**Exercise**
Update the items below so that each "noun phrase" becomes "short label", keeping every other word and line unchanged.

**Working data**
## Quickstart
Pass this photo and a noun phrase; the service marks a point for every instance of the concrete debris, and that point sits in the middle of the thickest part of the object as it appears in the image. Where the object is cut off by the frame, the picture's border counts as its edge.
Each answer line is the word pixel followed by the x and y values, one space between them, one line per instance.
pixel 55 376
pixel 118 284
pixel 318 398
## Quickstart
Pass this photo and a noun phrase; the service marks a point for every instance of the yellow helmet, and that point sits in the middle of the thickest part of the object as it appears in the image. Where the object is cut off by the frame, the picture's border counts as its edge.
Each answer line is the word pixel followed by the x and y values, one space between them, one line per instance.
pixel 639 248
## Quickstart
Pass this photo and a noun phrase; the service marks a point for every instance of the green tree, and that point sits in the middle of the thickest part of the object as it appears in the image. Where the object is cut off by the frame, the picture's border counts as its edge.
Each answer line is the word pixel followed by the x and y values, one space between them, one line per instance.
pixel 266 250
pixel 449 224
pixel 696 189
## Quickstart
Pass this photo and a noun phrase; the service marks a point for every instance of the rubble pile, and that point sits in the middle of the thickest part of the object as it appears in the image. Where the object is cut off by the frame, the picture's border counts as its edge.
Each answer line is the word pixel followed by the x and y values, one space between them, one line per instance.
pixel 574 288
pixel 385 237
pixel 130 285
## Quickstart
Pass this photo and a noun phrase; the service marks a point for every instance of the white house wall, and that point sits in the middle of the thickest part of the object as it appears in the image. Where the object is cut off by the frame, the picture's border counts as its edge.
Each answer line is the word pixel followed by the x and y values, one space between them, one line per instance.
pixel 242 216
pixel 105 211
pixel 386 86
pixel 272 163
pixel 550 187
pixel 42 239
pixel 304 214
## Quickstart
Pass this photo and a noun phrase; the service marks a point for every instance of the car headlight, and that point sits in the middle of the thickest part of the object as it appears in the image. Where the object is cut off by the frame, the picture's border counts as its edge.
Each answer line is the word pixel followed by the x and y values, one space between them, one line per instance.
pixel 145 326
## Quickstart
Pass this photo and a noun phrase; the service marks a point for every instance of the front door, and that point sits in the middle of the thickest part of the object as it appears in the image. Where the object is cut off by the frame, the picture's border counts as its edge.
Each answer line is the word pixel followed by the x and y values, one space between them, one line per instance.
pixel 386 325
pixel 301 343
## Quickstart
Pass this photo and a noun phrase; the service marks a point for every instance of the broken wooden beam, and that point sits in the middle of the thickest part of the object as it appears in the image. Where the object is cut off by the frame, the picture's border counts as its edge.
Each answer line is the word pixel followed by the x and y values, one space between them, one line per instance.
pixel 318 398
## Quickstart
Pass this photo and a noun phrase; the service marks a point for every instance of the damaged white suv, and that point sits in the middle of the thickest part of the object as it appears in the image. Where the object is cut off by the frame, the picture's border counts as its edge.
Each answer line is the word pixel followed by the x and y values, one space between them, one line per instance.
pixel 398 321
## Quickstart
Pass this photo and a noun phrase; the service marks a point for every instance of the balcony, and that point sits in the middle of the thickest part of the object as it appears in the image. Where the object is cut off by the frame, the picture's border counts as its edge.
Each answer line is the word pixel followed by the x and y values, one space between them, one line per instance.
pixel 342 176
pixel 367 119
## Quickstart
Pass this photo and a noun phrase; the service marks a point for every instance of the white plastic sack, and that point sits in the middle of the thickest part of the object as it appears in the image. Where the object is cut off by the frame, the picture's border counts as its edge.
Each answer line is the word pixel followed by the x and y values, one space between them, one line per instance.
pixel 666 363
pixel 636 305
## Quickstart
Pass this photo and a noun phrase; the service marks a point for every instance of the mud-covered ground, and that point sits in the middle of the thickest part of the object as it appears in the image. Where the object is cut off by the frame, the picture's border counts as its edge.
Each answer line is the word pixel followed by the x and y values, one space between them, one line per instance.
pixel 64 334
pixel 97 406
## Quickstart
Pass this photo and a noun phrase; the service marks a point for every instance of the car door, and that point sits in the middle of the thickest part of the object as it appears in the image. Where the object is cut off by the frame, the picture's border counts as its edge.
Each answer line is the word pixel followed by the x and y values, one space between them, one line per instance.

**The result**
## Quickstart
Pass this photo and a short label; the service marks a point for every instance of the concrete debris, and that point sits in the middle of the thickest part of the object as it appears in the image. Where the object is cut off by the frame, the picture's border counts as its edge.
Each answer line is the word pixel followed by the x and y values, one space between them, one line per instance.
pixel 55 376
pixel 118 284
pixel 318 398
## Quickstart
Pass this photo and a short label; the service marks a point for every instance of the yellow helmet, and that point sits in the middle of the thickest part of the object as it appears in the image. Where the object is cut off by the frame, the picture's border counts as its edge.
Each answer line is the word pixel followed by the x and y values, one space between them, one line per instance.
pixel 639 248
## Quickstart
Pass this photo and a short label; the service marks a point for every instance of the green tree, and that point sits in the middle of the thickest part of the object as it appears in the image. Where the object is cut off by the frame, the picture's border counts as its edge.
Each answer line is the word pixel followed by the x and y values, one space between them, one line per instance.
pixel 266 250
pixel 449 224
pixel 696 189
## Quickstart
Pass this photo and a short label; the service marks a point for every instance of the rubble pile, and that point sits in the middle of the thickest part of the object as it appears in the image. Where the object is cut off by the frame, the picture's border counts as its edge.
Each answer line is the word pixel followed by the x and y values, one space between them, one line per instance.
pixel 574 288
pixel 385 237
pixel 130 285
## Quickstart
Pass this photo and a short label; the service marks a point for every instance of the white house wall, and that point sits in the middle of the thickest part of the object as it appears in the image. Where the object is cut off by the frame, the picture's border counts as its edge.
Each answer line is the word pixel followed by the x and y values, one space between them, one line per instance.
pixel 242 216
pixel 105 211
pixel 386 86
pixel 272 163
pixel 550 187
pixel 42 239
pixel 304 214
## Quickstart
Pass this photo and a short label; the service marks a point for every instance of the car headlight, and that point sits in the middle of the thickest part of the object as it appears in the image. Where the object is cut off by the frame, the picture's border counts as its edge.
Each answer line is the word pixel followed by the x and y values, one space between them, one line per instance.
pixel 145 326
## Quickstart
Pass this photo and a short label; the service marks a point for every instance of the front door, and that point sits in the middle of the thickest part of the object as it appears in the image. Where the object is cut off by the frame, the picture's border counts as its edge.
Each answer line is the word pixel followed by the x and y values, one space between them, one line per instance.
pixel 386 325
pixel 301 343
## Quickstart
Pass this photo and a short label; the service marks a point for every instance of the broken wooden beam, and that point sits in the middle of the thickest part of the object as it appears in the image. Where the object is cut off by the frame, the picture's border counts as its edge.
Each answer line is the word pixel followed by the x and y values, one space between them, one line per instance.
pixel 318 398
## Quickstart
Pass this photo and a short label; the service marks a point for every instance of the damaged white suv, and that point sits in the middle of the thickest part of the object as it appears in the image. Where the object is cut off by the frame, the picture's border counts as its edge.
Each answer line is the word pixel followed by the x and y values, one space between them, one line per instance.
pixel 398 321
## Quickstart
Pass this photo and a short label; the service marks a point for every instance of the balcony, and that point sits in the middle of the thickest part of the object as it appears in the image. Where the object is cut off by the frame, the picture's border counts as its edge.
Each answer line is the word pixel followed by the x and y values, one space between them, one line per instance.
pixel 342 176
pixel 367 119
## Quickstart
Pass this photo and a short label; the service marks a point for every instance of the white plastic sack, and that point sits in the middle of the thickest part of the object as it appears in the image. Where the object is cut off by the frame, the picture's border counts as its edge.
Each answer line is the word pixel followed by the x and y values, one space between them, one line per instance.
pixel 666 363
pixel 636 305
## Quickstart
Pass this photo and a short label; the service marks a point for every instance of the mud-covered ground, and that point sits in the middle of the thickest part of the object as it appears in the image. Where the object is cut off by the frame, the picture's border counts as its edge.
Each answer line is the word pixel followed by the x and y values, one space between them, one line per instance.
pixel 64 334
pixel 97 406
## Quickstart
Pass this photo and a short label; the service marks a point for every instance of the car door, and that point sits in the middle of the thickest part of the object as it appears in the image. Where the object is cut off by the frame, the picture's border counts as its edge.
Each answer line is the word pixel followed by the x and y values, one space between them, one line per instance.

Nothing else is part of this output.